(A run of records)
****************************************

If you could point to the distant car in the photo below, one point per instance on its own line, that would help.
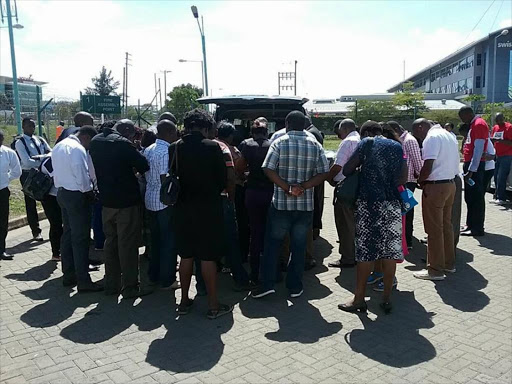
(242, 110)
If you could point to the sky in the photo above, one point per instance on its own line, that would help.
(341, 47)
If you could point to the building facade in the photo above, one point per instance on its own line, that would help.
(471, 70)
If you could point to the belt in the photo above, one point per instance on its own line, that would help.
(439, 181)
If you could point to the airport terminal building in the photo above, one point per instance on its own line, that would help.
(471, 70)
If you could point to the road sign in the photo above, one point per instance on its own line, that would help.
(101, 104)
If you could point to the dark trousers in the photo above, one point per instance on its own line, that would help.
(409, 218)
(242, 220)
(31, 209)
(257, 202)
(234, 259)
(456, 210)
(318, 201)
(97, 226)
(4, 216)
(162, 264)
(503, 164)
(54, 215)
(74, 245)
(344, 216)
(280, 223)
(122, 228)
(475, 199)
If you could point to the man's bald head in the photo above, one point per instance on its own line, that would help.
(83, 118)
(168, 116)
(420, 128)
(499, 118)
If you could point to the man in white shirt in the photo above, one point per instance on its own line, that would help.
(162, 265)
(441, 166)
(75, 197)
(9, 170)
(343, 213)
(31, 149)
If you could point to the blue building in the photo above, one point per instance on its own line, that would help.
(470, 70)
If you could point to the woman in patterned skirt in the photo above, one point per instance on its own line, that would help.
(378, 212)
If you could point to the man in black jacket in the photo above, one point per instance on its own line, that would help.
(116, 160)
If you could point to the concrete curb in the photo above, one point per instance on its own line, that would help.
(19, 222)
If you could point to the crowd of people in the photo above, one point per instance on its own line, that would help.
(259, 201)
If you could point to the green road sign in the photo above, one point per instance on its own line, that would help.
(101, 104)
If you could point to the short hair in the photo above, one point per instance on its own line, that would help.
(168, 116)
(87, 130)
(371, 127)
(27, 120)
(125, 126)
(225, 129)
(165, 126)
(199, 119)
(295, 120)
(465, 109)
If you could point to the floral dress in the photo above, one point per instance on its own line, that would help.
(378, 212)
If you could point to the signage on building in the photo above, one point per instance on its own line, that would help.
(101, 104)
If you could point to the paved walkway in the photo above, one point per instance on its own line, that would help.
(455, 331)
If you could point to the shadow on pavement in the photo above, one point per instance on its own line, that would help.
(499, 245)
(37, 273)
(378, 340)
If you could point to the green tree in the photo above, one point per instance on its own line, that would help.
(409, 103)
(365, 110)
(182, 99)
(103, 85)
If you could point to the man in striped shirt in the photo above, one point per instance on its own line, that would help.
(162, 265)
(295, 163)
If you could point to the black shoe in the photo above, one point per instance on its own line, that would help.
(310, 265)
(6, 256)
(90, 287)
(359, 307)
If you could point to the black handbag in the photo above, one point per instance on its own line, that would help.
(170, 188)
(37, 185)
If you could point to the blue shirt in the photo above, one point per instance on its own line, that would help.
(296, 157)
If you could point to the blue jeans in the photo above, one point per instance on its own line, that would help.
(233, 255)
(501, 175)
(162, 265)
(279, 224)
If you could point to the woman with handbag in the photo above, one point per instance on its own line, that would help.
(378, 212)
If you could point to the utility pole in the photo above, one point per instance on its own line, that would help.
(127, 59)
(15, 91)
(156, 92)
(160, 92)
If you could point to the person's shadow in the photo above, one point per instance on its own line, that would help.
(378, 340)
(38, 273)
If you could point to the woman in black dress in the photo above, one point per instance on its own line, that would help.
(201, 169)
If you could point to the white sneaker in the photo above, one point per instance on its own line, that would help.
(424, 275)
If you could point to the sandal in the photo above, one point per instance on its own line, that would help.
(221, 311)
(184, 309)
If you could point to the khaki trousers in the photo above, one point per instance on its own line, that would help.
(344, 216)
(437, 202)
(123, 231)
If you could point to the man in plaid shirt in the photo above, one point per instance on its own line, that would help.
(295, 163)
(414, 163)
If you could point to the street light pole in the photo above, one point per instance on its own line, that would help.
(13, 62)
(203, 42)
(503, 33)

****************************************

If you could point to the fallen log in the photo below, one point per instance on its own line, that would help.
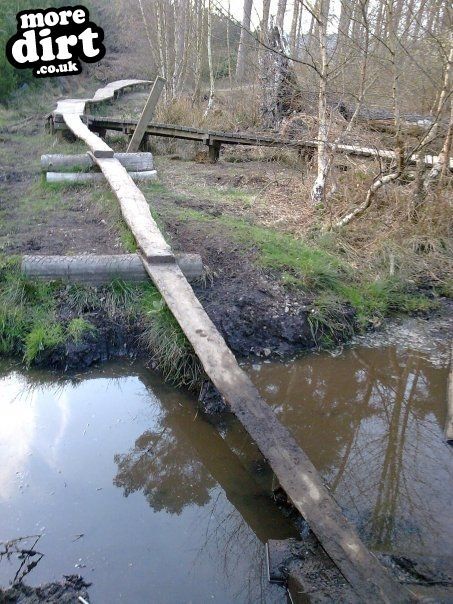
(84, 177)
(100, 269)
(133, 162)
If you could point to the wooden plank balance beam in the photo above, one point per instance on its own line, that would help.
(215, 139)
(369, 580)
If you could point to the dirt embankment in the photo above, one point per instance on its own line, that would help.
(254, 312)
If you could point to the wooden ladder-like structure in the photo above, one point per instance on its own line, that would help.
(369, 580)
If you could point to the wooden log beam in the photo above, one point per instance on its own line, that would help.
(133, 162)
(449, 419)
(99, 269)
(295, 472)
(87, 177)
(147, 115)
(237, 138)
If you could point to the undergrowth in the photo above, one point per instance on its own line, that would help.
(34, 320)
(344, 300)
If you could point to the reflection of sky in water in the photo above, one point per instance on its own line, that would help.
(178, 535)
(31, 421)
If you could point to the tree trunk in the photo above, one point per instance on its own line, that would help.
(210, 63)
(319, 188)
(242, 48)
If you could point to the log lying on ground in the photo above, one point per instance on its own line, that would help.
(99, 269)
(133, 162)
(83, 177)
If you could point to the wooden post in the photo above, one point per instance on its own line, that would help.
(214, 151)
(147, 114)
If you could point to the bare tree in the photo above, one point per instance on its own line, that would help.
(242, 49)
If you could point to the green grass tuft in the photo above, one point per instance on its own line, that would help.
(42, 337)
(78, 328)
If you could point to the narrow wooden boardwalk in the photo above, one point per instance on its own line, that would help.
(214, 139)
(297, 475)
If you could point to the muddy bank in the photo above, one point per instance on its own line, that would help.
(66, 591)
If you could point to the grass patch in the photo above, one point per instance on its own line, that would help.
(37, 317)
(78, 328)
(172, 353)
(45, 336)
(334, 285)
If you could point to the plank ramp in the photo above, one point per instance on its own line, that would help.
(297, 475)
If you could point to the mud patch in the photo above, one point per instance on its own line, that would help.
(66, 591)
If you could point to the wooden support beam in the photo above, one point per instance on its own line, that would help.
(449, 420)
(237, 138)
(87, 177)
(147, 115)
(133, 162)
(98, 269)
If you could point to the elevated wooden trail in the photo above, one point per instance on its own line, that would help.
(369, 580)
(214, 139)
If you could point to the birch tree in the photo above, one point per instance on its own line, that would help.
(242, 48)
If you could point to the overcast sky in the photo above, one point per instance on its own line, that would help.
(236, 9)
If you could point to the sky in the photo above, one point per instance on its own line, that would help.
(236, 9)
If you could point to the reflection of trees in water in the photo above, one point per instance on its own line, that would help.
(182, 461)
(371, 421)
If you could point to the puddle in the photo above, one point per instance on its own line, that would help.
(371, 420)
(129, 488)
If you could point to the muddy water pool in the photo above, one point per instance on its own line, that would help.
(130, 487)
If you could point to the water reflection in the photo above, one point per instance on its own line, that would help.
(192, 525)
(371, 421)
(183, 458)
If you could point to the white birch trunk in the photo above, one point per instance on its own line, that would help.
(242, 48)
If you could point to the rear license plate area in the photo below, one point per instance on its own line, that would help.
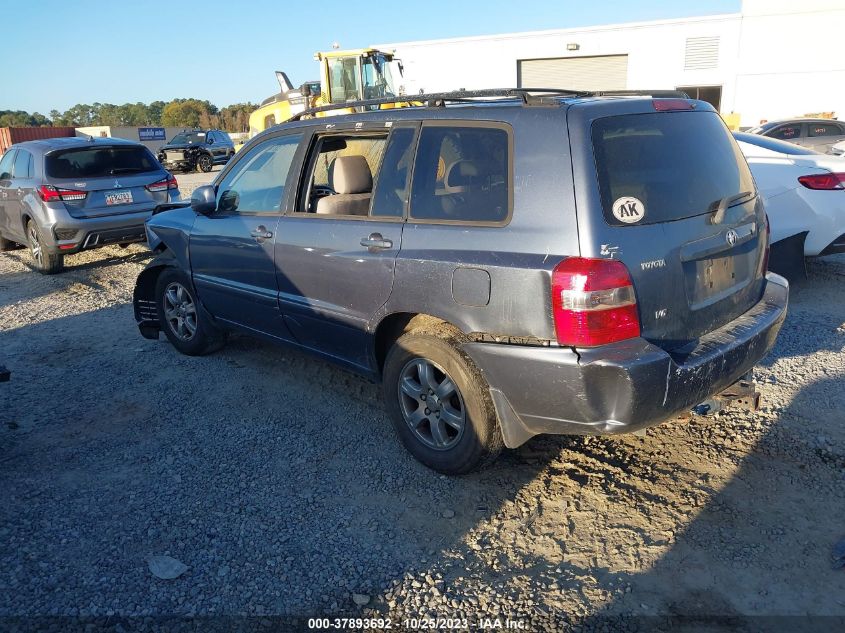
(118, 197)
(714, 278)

****************************************

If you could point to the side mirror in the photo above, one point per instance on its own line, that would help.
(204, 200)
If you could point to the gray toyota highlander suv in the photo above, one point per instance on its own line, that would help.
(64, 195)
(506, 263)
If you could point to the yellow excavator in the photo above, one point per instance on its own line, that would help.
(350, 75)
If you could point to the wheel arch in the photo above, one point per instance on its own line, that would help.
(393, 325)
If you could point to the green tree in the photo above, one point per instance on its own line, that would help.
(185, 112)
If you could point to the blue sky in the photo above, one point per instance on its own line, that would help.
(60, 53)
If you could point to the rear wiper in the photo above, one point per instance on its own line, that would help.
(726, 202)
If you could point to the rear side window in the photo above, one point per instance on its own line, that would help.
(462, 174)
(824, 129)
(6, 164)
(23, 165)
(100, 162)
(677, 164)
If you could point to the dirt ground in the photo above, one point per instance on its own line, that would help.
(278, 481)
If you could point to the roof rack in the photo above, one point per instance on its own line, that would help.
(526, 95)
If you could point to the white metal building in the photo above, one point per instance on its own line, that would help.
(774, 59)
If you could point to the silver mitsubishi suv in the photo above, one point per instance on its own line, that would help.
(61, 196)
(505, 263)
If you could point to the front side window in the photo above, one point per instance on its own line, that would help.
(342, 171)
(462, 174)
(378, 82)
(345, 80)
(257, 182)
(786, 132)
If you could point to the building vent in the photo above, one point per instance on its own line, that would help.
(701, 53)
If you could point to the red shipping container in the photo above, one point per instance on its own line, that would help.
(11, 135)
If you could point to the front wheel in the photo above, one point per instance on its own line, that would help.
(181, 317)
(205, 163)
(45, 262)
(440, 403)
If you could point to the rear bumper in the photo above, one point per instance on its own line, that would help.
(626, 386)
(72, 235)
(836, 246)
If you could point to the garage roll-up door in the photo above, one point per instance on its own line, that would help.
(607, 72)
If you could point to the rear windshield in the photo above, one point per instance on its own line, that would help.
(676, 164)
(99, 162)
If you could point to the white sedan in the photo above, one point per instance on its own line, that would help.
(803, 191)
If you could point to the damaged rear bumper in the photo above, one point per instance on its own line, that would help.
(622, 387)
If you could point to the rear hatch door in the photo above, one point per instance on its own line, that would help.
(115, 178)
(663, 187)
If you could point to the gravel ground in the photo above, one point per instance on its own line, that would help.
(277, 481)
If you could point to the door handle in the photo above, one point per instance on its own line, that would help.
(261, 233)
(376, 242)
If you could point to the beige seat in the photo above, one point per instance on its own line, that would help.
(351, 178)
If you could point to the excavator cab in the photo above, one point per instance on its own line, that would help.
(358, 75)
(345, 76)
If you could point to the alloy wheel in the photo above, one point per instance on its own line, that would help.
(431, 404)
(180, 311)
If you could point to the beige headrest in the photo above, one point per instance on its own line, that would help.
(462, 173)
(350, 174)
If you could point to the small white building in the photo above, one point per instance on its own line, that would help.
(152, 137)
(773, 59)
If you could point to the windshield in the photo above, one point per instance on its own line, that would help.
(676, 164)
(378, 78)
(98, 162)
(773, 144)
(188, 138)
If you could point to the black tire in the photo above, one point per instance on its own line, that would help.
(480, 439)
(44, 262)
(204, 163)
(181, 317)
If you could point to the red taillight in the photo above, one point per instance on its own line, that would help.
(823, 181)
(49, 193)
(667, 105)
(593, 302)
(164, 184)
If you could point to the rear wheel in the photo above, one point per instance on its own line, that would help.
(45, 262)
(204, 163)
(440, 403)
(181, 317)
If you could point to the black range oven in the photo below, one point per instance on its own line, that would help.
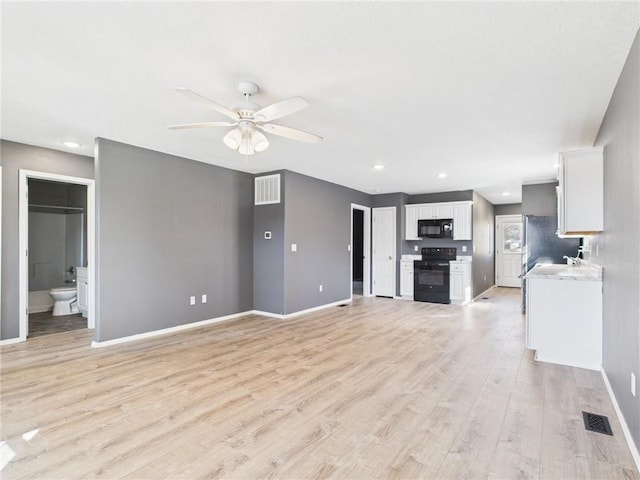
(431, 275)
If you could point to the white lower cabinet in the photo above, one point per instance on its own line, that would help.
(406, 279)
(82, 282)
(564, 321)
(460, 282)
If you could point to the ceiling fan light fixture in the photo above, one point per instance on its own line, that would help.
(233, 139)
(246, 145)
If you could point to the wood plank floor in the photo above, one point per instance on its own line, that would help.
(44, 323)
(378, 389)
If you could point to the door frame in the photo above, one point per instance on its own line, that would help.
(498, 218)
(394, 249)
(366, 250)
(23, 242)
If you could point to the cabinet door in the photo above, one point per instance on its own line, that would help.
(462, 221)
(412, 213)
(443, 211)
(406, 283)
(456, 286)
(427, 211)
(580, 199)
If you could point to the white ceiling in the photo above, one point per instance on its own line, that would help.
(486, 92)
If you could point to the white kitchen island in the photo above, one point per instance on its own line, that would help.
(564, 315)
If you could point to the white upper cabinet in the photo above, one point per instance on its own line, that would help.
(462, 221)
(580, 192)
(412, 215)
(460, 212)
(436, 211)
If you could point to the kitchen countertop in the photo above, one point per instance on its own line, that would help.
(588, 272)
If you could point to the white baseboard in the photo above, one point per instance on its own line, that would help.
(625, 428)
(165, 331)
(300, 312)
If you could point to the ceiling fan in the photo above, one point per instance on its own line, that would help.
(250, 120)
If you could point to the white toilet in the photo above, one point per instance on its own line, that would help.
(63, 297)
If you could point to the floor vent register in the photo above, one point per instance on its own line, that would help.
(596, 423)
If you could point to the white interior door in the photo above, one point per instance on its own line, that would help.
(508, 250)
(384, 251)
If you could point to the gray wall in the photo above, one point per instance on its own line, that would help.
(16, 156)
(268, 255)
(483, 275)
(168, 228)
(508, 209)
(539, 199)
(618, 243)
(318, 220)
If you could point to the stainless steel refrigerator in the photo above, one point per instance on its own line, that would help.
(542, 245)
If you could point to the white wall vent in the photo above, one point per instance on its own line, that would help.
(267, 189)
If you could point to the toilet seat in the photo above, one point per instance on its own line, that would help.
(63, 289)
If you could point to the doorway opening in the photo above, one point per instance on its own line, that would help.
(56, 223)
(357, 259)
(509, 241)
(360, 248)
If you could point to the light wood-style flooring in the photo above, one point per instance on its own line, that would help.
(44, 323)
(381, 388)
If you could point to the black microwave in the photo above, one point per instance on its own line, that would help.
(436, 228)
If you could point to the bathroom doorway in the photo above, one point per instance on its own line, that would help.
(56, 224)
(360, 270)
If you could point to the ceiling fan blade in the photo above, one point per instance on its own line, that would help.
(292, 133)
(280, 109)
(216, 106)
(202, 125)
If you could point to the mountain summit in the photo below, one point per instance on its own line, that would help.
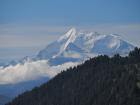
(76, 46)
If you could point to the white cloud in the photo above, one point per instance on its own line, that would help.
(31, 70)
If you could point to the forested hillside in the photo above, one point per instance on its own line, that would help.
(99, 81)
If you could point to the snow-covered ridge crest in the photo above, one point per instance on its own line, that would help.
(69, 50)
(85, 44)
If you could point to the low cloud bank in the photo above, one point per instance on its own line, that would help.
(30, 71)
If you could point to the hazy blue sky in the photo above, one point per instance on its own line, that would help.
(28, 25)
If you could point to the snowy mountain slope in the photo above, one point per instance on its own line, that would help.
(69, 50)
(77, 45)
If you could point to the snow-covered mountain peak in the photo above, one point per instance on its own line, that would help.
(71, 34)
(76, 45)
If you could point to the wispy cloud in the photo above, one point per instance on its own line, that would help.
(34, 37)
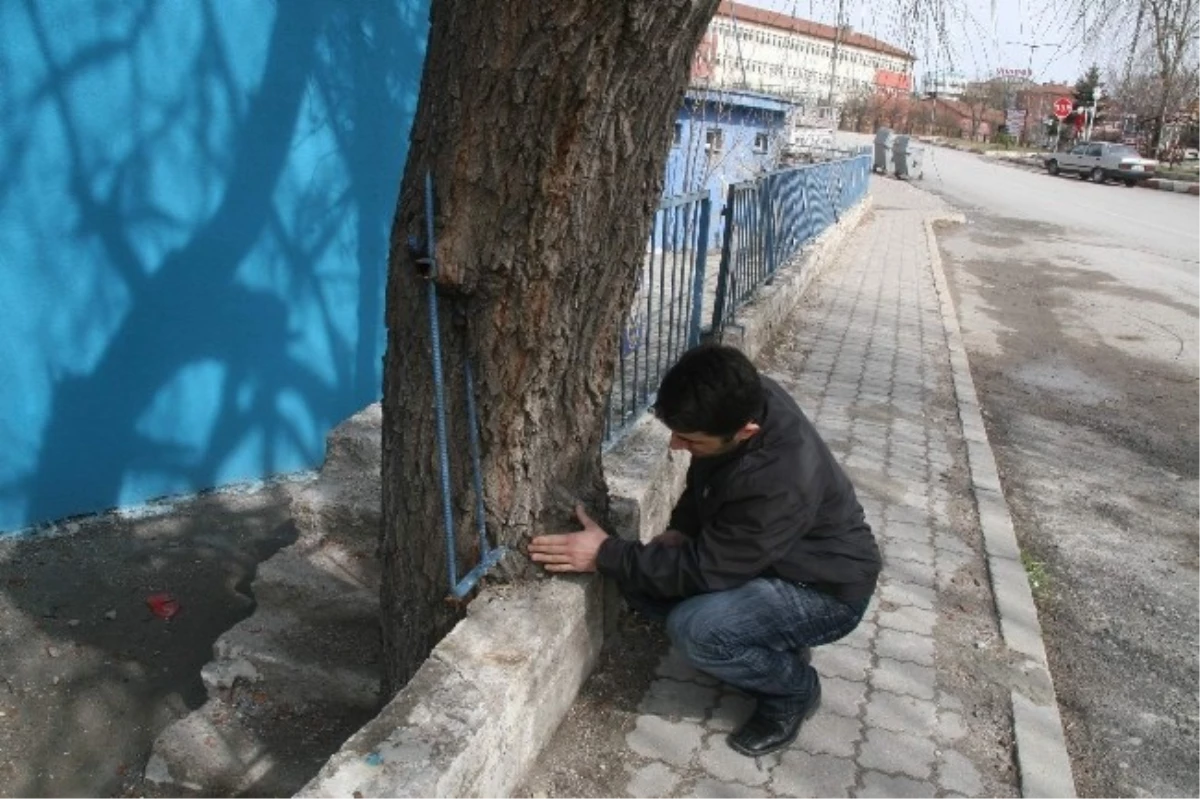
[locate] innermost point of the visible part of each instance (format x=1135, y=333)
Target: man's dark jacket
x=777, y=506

****************************************

— WORK TO DO —
Reproduce verbatim the lines starting with the one that contains "[locate] innermost point" and continuing through the one that contains "x=777, y=506", both of those lines included.

— RESPONSE TO THIS EXERCISE —
[locate] innermost point of the visible part of each instance (format x=1135, y=333)
Target: man's dark jacket
x=777, y=506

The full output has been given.